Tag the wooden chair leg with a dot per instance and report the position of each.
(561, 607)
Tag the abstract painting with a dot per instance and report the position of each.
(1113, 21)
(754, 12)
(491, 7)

......

▶ [PROBLEM STATEMENT] In the records above, return precisely the line containing "Tag the abstract" and each line that comes after it, up to the final one.

▶ [TASK ANSWER]
Tag the abstract painting with a dot per instance and report the position of each.
(1113, 21)
(754, 12)
(491, 7)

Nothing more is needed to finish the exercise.